= ACTIVITY =
Lift every line from the entries that includes the word "below".

= WORKING DATA =
——
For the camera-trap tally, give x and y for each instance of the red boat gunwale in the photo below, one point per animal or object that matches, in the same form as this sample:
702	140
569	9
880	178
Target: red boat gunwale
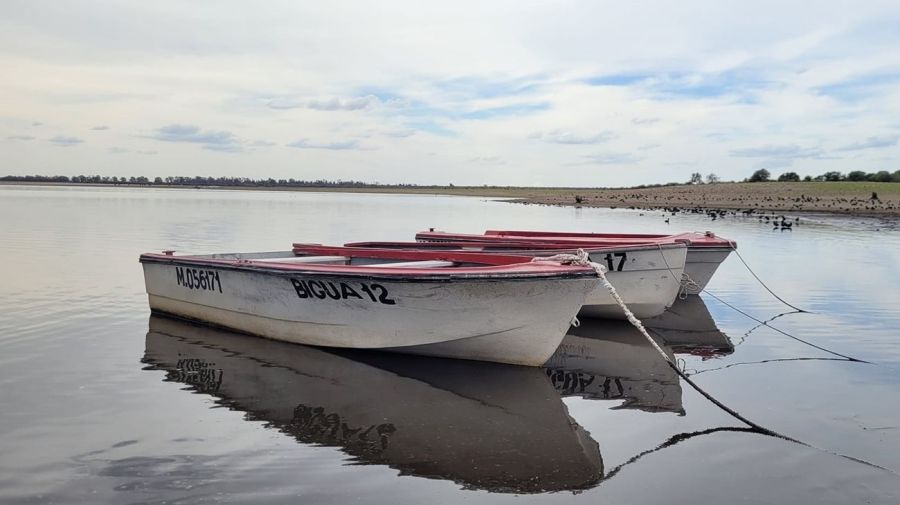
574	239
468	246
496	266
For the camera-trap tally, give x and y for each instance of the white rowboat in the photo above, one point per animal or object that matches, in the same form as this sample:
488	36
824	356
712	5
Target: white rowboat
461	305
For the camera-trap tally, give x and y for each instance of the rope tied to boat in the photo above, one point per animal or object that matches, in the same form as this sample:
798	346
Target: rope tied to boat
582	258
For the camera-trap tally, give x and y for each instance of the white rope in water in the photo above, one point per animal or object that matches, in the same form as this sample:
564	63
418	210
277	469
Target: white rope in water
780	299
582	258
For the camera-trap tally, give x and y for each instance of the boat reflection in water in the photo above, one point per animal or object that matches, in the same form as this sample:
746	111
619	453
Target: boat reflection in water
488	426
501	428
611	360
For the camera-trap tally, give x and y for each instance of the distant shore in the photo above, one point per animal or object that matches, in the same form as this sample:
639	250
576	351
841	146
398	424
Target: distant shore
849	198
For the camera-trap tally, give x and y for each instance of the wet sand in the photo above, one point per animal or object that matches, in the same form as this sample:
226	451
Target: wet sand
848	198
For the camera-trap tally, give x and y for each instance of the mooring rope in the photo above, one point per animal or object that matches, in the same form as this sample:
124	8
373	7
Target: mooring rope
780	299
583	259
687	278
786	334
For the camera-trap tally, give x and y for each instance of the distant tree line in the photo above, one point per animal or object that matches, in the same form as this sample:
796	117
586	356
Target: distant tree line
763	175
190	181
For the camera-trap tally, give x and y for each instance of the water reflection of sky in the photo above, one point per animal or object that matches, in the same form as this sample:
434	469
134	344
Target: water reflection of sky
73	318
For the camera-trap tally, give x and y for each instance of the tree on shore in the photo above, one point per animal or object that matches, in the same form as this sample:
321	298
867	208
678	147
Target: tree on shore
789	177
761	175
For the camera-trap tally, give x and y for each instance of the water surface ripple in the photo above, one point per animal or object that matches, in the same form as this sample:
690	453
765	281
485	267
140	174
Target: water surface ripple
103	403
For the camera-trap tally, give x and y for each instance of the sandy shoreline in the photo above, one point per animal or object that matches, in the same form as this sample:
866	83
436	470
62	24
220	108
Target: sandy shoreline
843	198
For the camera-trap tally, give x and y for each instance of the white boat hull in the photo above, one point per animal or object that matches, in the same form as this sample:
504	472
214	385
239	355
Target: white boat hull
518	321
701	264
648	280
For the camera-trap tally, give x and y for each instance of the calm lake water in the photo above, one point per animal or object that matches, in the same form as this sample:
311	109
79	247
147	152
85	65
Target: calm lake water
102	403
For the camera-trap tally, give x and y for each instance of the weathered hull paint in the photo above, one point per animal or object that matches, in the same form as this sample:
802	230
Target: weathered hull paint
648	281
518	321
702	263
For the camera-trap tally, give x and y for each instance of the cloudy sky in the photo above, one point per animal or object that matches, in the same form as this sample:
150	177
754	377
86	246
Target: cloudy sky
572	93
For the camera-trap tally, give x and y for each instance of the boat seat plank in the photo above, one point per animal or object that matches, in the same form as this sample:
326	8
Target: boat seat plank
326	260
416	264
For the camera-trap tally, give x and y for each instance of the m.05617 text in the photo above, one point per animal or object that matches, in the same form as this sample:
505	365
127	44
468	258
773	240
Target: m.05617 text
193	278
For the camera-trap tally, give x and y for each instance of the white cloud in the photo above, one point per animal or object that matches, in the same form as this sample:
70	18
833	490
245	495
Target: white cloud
——
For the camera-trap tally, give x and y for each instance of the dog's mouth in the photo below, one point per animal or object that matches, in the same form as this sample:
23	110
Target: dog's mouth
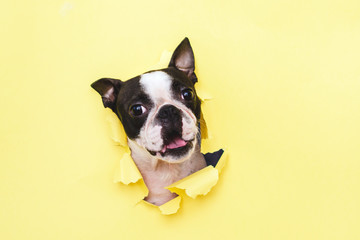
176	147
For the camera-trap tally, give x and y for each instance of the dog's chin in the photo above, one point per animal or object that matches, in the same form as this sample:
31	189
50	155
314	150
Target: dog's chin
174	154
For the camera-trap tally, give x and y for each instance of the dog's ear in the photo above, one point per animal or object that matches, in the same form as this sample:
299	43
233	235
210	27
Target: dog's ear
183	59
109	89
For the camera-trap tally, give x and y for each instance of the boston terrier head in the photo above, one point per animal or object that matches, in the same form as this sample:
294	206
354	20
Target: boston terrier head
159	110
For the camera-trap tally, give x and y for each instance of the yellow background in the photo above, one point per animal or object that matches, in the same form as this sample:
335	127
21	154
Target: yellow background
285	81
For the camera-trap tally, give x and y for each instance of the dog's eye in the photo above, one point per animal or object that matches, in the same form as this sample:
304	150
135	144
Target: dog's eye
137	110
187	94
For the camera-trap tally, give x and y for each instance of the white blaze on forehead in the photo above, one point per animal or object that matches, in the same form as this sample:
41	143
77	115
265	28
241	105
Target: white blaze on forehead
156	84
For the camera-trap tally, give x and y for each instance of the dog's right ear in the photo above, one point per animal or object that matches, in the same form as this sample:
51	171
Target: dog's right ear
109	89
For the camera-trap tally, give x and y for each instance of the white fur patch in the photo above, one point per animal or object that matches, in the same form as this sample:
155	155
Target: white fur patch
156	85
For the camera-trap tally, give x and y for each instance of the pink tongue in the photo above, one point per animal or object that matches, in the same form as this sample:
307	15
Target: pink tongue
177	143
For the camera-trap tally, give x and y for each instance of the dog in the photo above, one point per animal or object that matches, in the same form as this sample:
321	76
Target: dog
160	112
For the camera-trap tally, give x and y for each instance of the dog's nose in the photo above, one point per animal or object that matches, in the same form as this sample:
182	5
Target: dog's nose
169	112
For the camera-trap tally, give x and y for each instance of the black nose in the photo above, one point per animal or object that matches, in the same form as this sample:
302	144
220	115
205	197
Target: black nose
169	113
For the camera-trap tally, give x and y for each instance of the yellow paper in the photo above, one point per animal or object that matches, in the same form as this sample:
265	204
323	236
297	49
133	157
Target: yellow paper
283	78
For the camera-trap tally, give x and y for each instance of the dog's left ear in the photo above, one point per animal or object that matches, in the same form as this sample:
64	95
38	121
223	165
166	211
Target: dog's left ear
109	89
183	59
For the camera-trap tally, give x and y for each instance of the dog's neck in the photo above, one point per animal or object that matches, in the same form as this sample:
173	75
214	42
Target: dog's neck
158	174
——
= EXERCISE SOLUTION =
For the camera-trap tally, give x and y for each instance of the red boat gunwale in the photo below, one point per animal or object that matches, in the same form as this sample:
For the camera-trap tally, give x and y for each instance of the dog's mouth in the photo below, one point per animal or object that matches, in the same form as this sample:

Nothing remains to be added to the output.